═════ The records ═════

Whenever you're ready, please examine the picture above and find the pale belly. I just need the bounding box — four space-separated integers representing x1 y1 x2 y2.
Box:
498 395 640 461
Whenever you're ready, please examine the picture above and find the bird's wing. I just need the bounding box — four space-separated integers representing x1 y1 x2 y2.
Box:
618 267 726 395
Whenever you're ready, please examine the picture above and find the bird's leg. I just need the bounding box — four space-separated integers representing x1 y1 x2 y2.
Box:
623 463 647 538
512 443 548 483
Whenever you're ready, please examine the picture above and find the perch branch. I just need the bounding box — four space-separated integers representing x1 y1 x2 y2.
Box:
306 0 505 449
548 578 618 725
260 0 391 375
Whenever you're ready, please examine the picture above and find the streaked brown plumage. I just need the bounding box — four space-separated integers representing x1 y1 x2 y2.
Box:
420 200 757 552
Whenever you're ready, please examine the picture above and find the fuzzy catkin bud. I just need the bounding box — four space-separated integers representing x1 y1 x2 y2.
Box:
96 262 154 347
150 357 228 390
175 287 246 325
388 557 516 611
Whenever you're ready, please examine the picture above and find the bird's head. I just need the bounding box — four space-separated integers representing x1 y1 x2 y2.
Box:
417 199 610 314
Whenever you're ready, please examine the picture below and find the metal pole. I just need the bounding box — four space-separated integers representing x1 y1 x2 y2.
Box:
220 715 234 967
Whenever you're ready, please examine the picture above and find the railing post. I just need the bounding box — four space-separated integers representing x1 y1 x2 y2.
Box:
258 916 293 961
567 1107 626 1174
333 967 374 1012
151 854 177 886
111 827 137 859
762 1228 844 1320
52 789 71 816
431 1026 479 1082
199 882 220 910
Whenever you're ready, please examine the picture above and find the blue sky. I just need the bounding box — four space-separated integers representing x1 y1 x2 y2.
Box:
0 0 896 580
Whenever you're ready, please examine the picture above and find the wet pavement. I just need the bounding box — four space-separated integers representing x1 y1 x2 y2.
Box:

═════

Reproduce all of the rows above, swapping "examine" for "inspect" throughout and leaving everything else unchanged.

Whenever you're ready, please inspect the picture above and find the pale belly. I just need the bounding box — four space-separated integers representing x1 y1 x2 y2.
Box:
498 395 640 461
Whenever you're ready, please inspect the picture above and find the bird's wing. I just need the bounding box — four space-separated integers representing x1 y1 x2 y2.
Box:
618 267 726 395
Whenever you're ready, please inspect the picture above and find the bird's leg. I just need the bounding box — four space-separated integers representing x1 y1 x2 y2.
Box:
623 463 647 538
512 443 548 483
Whenever you're ready, please inspect the picture above and find the perch branch. I just need the bounding box — four space-separated integers representing x1 y1 x2 y2.
Box:
306 0 505 449
548 578 618 725
260 0 391 375
Whenever you're ready, please inspect the picture above and find the streaked brown plumage. I just need the bounding box — four space-separated integers representing x1 y1 x2 y2.
Box:
420 200 757 552
Whenever you're ready, please inspect the picture above and find the fuzzy catkin bud. I just need the bounding box — four space-separated integers representing x1 y1 x2 y2.
Box:
96 262 154 347
150 357 228 390
175 287 246 325
388 557 516 611
Whenever you're ready, please inspect the picture above and find the bird's head. I just need the bounding box — four space-separated integers representing x1 y1 x2 y2.
Box:
417 199 610 314
Whenever you're ready, please inspect the picture below and find the metal pole. I just need the bounding box — four space-separated integers representing x1 y1 x2 y2.
Box:
220 715 234 967
Whenever you're ready, please inspect the picture above and find the railing post. I just need the bounding box — four space-separated integers representing x1 y1 x2 y2.
Box:
258 916 293 961
567 1107 626 1174
333 967 374 1012
151 854 177 886
111 827 137 859
762 1228 844 1320
52 789 71 816
431 1026 479 1082
199 882 220 910
Whenever you're ready, please inspect the picture above and find the blue sky. I just need the bounding box — four space-separated integers representing x1 y1 x2 y2.
Box:
0 0 896 580
Whenever you're ready, please inspect the picture above and find the wet pavement. I just need the bounding box — four space-separated integers representing x1 y1 x2 y2.
Box:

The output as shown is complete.